**WHAT YOU SHOULD DO**: Every record below is to be retyped exactly.

[BEGIN ITEMS]

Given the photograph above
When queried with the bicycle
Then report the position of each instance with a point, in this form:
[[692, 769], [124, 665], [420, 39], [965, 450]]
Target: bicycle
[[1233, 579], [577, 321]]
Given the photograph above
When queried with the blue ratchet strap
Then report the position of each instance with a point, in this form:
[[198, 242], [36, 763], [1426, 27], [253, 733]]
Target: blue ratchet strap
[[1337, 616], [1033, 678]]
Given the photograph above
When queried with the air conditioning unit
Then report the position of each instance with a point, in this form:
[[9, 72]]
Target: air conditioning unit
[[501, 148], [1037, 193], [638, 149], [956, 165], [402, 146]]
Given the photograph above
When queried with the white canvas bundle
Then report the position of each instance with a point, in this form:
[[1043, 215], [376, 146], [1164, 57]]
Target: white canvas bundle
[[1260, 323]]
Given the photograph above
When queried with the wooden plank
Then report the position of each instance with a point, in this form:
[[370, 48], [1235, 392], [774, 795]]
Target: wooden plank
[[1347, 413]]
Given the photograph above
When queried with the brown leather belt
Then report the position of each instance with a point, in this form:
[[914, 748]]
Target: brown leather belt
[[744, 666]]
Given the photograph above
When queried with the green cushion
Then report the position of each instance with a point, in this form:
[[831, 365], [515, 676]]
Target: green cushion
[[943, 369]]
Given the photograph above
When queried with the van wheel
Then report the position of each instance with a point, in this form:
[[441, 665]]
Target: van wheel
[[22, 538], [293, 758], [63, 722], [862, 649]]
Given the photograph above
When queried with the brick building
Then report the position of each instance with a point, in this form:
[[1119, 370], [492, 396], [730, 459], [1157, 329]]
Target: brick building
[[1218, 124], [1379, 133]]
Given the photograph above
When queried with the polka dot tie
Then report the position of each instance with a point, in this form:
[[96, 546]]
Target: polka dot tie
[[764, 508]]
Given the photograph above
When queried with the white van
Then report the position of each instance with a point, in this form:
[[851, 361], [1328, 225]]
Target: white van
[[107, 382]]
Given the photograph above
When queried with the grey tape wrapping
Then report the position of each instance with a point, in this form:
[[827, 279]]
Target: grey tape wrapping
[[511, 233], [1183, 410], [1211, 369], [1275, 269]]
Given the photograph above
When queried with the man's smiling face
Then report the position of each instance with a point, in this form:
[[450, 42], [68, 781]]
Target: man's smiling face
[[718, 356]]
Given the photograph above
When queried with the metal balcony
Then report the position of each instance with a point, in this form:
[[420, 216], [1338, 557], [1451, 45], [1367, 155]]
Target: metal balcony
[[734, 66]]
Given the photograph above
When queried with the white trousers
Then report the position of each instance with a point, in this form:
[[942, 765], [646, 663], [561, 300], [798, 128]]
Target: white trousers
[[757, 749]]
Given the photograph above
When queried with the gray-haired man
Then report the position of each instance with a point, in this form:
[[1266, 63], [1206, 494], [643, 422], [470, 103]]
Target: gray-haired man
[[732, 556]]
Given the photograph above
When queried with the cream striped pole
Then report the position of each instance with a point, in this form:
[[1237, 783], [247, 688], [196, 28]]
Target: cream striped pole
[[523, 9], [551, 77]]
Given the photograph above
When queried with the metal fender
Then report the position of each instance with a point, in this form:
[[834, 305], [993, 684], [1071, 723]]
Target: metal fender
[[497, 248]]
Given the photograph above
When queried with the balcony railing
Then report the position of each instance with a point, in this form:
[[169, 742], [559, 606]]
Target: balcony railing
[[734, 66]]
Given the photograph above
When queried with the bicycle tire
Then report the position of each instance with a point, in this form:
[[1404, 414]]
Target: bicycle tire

[END ITEMS]

**TASK ANSWER**:
Given the photograph above
When queried with the bicycle
Then report the position of each instance with a point, in this form:
[[692, 769], [124, 665], [420, 39], [965, 450]]
Target: bicycle
[[1233, 579], [577, 321]]
Given the photograph above
When queried with the blue ratchet strap
Then report the position of each instance with a point, in this form:
[[198, 242], [36, 763], [1426, 27], [253, 733]]
Target: blue ratchet strap
[[1337, 616], [1033, 678]]
Given the photograph above
When queried with the air conditioning unit
Then report the position of each instance with a point, in this form:
[[9, 72]]
Target: air conditioning unit
[[501, 148], [1037, 193], [638, 149], [956, 165], [402, 146]]
Given the photograph above
When queried with the white canvas bundle
Then report the position of each instance with a point, in this form:
[[1043, 215], [376, 146], [1164, 57]]
Target: white canvas bundle
[[1260, 323]]
Given the photograph above
When queried with the wooden plank
Then report the position of each instance with a point, in this form:
[[370, 48], [1235, 392], [774, 795]]
Target: wooden plank
[[1347, 413]]
Given the photograph above
When queried with the brown leather belt
Then report the position of each instance with a point, in this form:
[[914, 748]]
Target: brown leather belt
[[744, 666]]
Given the photograph above
When queried with the green cushion
Then report the position of each instance with a point, in this form:
[[831, 365], [515, 676]]
Target: green cushion
[[943, 369]]
Given the photograph above
When queried with the van wheel
Then report the position of each instance with a point, in this form:
[[441, 665]]
Target: van wheel
[[22, 538], [293, 758], [63, 722], [862, 649]]
Given the photograph above
When queried with the brick building
Then report the position of each instance with a point, in this form:
[[1119, 370], [492, 396], [730, 459], [1157, 329]]
Target: brick building
[[1218, 124], [1379, 133]]
Given the photograph above
When queried with the polka dot tie
Then report the position of each instance with a point, in this form:
[[96, 546]]
Target: polka dot tie
[[764, 508]]
Given the photograph above
When queried with the white van
Then report the position of each instance with a point, in this form:
[[851, 361], [1328, 225]]
Target: white van
[[107, 382]]
Given the photograph above
When queried with the grey tape wrapping
Then report the position of each instance with a point, in this form:
[[827, 279]]
Target: grey tape wrapping
[[511, 233], [1183, 410], [1211, 369], [1275, 269]]
Given the photograph above
When queried with the man's smiling face
Then report the position of each instance with a point, in this form:
[[450, 42], [68, 781]]
Target: man's smiling face
[[718, 356]]
Given the photograph above
When queried with the metal balcony
Then report the position of each instance with a point, in this form:
[[420, 216], [1338, 557], [1451, 45], [1367, 155]]
Target: metal balcony
[[734, 66]]
Given the photograph above
When queried with the white trousers
Then report the position of each instance with a point, in this form:
[[942, 765], [646, 663], [561, 300], [798, 128]]
Target: white trousers
[[757, 749]]
Given the photograph above
When queried with the gray-haired man
Then report the position of each instance with a point, in this form:
[[1266, 63], [1206, 494], [643, 422], [470, 103]]
Target: gray-haired man
[[732, 556]]
Given the photograph above
When queried with the cream striped pole
Then report the position of each instance with a point, in this form:
[[1237, 783], [247, 688], [196, 28]]
Target: cream striped pole
[[523, 9], [551, 77]]
Given the photograph above
When queried with the metal fender
Then report the position of each instance with a point, in this form:
[[834, 305], [993, 684], [1071, 723]]
Target: metal fender
[[497, 248]]
Given the photograph above
When queried with the balcony railing
Then report the position of each instance with a point, in this form:
[[169, 742], [559, 606]]
Target: balcony railing
[[734, 66]]
Given the photograph above
When queried with the bicycle tire
Then report the position of each instance with a point, in this form:
[[1404, 414]]
Target: bicycle tire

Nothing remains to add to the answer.